[A block of data]
******************************

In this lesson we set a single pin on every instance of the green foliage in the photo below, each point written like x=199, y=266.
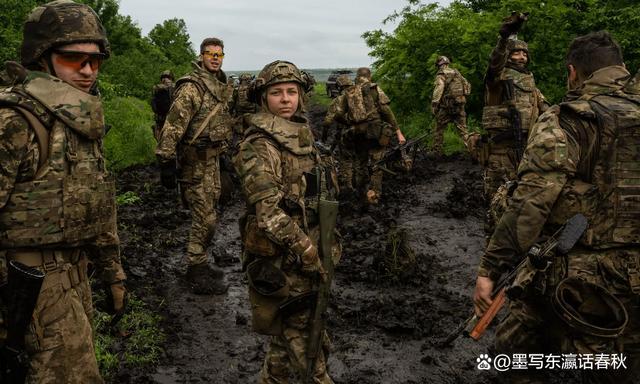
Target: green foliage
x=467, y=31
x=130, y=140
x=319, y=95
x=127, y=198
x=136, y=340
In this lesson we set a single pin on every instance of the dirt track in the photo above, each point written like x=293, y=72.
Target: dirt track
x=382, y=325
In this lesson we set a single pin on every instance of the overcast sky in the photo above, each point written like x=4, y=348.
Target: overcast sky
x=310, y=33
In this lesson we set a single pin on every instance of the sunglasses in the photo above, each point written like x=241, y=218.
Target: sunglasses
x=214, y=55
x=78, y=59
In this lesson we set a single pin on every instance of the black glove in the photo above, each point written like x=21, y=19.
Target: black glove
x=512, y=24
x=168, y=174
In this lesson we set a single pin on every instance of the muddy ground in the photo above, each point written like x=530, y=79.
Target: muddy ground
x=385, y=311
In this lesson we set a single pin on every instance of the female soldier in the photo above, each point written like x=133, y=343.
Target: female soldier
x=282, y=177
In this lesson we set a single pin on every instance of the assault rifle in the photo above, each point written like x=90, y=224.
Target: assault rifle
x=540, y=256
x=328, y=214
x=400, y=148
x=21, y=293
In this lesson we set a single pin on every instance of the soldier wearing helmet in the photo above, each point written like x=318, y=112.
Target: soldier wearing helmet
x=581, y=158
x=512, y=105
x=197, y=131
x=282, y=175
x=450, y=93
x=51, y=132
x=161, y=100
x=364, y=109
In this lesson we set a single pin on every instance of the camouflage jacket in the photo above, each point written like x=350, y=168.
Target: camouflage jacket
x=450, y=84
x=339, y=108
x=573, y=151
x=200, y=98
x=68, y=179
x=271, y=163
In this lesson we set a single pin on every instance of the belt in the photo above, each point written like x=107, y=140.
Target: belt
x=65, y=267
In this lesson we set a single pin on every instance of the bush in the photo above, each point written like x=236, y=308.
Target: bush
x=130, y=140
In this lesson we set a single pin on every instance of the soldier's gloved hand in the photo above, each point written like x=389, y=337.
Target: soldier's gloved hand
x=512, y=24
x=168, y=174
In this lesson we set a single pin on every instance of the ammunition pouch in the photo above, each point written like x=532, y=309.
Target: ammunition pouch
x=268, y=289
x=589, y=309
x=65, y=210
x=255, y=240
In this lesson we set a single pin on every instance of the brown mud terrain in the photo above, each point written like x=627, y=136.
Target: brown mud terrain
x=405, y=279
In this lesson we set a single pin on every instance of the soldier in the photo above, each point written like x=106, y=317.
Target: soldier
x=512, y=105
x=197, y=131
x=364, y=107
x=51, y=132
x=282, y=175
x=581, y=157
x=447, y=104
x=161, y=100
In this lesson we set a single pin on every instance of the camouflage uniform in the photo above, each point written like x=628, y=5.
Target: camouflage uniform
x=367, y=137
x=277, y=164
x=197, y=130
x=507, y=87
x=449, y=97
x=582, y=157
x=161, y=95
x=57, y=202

******************************

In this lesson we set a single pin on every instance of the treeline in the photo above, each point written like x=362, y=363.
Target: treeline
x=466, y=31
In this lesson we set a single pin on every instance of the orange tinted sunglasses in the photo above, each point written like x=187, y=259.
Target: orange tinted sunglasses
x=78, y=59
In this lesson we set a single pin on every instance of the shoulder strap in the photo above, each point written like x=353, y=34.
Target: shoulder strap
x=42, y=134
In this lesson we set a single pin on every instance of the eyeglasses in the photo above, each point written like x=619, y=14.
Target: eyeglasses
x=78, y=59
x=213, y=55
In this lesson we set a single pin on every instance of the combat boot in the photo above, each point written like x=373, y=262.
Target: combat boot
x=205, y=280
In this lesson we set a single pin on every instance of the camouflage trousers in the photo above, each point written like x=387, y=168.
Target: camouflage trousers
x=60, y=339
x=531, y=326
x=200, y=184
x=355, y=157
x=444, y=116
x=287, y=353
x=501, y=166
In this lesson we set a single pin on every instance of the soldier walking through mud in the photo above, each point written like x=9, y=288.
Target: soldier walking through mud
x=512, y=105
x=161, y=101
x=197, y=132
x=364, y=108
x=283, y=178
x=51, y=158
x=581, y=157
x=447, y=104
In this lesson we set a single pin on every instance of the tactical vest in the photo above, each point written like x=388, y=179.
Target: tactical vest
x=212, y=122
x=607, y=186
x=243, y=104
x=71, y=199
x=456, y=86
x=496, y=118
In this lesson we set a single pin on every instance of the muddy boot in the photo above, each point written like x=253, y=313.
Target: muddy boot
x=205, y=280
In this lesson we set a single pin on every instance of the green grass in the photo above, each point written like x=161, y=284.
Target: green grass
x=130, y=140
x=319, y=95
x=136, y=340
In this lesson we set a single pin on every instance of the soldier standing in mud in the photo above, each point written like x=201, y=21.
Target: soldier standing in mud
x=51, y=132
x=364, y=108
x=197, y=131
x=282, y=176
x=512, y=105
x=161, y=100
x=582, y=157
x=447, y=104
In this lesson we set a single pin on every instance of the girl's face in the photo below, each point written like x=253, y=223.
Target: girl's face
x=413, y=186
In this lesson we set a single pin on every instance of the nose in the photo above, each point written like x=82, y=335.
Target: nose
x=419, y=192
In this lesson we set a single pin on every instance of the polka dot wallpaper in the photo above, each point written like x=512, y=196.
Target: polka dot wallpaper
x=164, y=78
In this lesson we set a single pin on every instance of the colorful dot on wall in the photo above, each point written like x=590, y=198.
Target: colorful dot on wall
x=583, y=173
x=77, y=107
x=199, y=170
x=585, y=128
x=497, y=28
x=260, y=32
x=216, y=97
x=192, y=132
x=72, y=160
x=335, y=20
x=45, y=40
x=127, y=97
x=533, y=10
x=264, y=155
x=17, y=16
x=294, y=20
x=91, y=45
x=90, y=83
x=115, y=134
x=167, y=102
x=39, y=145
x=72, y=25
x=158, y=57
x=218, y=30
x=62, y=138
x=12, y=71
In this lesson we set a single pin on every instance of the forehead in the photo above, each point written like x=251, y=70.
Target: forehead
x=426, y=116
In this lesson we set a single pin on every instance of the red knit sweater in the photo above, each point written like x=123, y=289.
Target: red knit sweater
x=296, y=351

******************************

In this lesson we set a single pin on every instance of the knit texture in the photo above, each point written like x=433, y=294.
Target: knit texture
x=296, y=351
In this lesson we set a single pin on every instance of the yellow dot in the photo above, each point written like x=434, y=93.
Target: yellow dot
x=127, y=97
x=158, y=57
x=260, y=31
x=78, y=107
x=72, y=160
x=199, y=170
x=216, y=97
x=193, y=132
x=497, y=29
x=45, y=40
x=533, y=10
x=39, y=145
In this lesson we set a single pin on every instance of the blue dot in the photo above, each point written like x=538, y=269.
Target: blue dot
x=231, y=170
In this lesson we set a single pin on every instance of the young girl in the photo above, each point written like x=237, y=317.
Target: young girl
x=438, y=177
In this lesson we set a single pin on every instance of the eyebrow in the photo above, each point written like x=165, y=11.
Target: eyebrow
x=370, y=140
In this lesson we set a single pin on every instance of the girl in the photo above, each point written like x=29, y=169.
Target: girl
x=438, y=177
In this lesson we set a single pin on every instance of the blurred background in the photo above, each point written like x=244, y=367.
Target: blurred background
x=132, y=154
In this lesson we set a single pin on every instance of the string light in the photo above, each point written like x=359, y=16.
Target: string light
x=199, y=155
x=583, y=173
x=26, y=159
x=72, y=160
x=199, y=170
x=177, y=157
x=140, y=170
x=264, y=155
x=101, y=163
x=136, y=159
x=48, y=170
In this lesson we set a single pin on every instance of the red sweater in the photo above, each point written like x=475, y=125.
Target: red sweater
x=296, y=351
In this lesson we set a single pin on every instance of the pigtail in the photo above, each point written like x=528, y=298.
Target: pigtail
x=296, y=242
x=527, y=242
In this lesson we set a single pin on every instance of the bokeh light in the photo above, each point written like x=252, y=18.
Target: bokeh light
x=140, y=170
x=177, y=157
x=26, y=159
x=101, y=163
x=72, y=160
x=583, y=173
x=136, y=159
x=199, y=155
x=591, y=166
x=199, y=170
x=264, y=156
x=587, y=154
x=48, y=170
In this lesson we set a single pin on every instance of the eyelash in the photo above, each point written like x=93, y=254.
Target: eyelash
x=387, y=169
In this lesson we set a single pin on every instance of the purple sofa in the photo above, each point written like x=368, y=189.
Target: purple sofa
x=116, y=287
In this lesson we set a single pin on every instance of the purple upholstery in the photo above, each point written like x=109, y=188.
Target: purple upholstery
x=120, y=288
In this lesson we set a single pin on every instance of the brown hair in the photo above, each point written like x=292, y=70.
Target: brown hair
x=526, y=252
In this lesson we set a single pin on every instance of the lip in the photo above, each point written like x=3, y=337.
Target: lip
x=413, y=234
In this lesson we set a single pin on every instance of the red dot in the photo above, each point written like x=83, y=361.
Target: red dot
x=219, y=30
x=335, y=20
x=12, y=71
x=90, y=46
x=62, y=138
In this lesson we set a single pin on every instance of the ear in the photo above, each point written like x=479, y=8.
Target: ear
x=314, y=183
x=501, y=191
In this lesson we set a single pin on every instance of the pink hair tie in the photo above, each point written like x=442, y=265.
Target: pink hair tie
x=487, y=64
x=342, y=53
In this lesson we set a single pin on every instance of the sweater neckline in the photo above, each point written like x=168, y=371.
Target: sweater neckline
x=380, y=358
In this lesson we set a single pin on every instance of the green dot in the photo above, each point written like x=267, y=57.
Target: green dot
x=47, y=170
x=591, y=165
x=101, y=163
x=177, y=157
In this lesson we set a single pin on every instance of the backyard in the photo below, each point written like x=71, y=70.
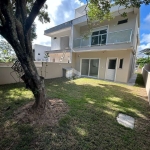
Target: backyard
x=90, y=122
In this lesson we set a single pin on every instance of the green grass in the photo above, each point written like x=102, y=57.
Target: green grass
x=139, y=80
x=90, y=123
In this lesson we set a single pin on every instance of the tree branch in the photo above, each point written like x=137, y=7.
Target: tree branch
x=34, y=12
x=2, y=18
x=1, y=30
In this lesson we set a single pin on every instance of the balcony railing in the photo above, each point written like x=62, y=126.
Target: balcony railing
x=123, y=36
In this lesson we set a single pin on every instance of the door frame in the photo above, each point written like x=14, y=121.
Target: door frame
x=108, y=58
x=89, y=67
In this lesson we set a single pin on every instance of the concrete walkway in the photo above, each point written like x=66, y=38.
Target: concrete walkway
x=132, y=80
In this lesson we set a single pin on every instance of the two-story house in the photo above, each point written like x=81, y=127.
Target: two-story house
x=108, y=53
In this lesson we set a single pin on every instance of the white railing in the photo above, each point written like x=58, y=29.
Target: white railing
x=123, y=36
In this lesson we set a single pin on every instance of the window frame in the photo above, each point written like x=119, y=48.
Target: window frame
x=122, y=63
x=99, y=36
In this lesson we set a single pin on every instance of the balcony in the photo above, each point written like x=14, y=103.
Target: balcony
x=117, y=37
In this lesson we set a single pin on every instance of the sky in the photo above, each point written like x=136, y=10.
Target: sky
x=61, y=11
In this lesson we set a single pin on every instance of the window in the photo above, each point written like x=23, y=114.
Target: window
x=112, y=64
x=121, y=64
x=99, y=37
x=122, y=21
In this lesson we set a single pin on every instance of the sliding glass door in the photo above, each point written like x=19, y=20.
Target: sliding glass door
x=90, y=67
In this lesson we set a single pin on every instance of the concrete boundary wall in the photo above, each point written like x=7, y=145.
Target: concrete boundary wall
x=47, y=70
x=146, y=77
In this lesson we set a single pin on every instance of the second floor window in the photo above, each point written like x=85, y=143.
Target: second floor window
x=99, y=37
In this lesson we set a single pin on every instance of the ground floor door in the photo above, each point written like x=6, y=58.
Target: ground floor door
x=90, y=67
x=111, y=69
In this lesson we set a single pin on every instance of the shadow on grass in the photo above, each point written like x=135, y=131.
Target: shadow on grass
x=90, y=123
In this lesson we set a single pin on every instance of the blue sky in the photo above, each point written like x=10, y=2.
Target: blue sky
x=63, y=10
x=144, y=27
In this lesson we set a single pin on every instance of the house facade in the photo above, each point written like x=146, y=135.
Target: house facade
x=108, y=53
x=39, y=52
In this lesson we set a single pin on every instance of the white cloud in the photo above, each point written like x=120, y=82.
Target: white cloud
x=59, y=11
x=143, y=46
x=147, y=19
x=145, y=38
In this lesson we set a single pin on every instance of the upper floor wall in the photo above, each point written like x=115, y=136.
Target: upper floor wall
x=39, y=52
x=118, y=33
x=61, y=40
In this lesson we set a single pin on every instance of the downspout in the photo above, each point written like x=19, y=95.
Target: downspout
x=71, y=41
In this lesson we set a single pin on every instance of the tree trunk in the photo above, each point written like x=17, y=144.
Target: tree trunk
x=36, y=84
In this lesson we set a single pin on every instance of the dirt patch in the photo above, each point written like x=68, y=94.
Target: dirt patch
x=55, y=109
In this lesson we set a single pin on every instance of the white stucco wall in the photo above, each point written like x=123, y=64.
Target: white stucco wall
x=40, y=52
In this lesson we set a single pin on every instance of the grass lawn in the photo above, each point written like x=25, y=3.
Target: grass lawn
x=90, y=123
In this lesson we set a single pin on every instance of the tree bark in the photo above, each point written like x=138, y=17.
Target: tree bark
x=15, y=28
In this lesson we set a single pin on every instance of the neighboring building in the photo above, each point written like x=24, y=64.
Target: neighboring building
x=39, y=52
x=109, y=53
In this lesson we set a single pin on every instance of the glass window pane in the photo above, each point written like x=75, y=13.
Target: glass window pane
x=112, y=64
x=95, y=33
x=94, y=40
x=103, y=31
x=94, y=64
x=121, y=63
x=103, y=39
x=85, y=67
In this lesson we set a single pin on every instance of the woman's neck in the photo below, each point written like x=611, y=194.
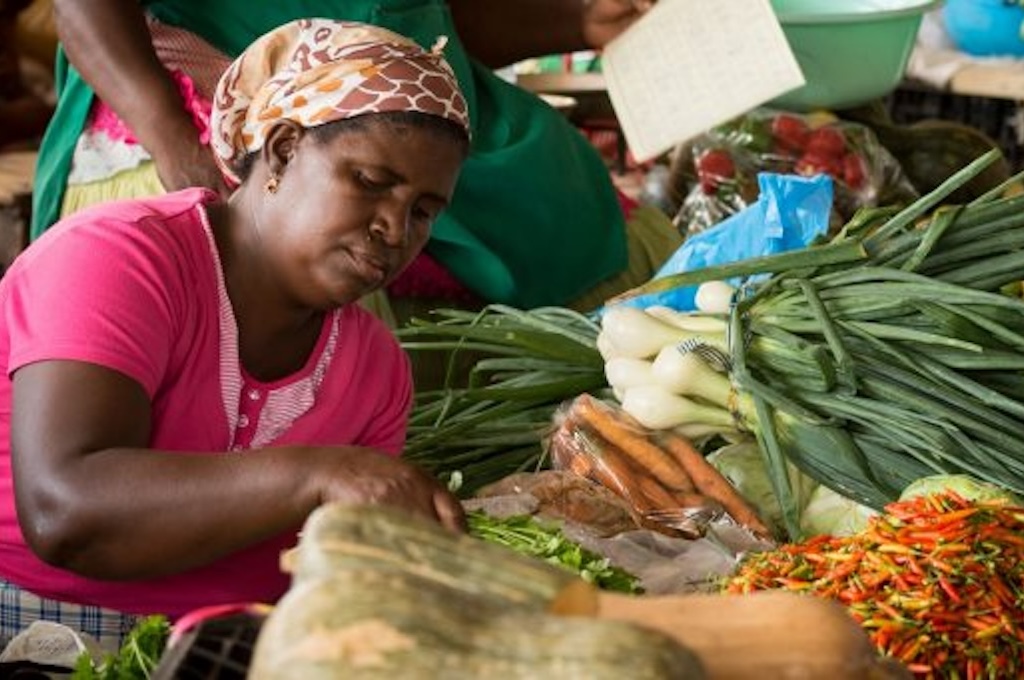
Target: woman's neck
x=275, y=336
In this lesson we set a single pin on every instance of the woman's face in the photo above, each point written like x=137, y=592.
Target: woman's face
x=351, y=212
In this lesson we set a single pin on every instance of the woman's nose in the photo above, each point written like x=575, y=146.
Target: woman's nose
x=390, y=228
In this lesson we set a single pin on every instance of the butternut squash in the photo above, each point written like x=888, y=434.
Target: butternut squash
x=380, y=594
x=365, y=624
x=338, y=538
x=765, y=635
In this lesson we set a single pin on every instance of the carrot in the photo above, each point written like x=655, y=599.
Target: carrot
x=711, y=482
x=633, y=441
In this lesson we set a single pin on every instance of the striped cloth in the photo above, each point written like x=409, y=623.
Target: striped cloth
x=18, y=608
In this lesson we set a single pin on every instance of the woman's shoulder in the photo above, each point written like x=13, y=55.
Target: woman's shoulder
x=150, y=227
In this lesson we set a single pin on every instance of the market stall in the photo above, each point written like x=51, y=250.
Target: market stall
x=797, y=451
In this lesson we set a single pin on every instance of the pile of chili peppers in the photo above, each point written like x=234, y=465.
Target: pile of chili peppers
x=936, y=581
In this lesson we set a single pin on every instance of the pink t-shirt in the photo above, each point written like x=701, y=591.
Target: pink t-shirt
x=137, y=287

******************************

** THE EXERCISE **
Report every line in the records above that contains the string "colorful".

** FINISHED ANSWER **
In this lesson we set a single pin on every instance of the colorful dot on wall in the photo above, each point written like x=590, y=198.
Target: colorful dot on wall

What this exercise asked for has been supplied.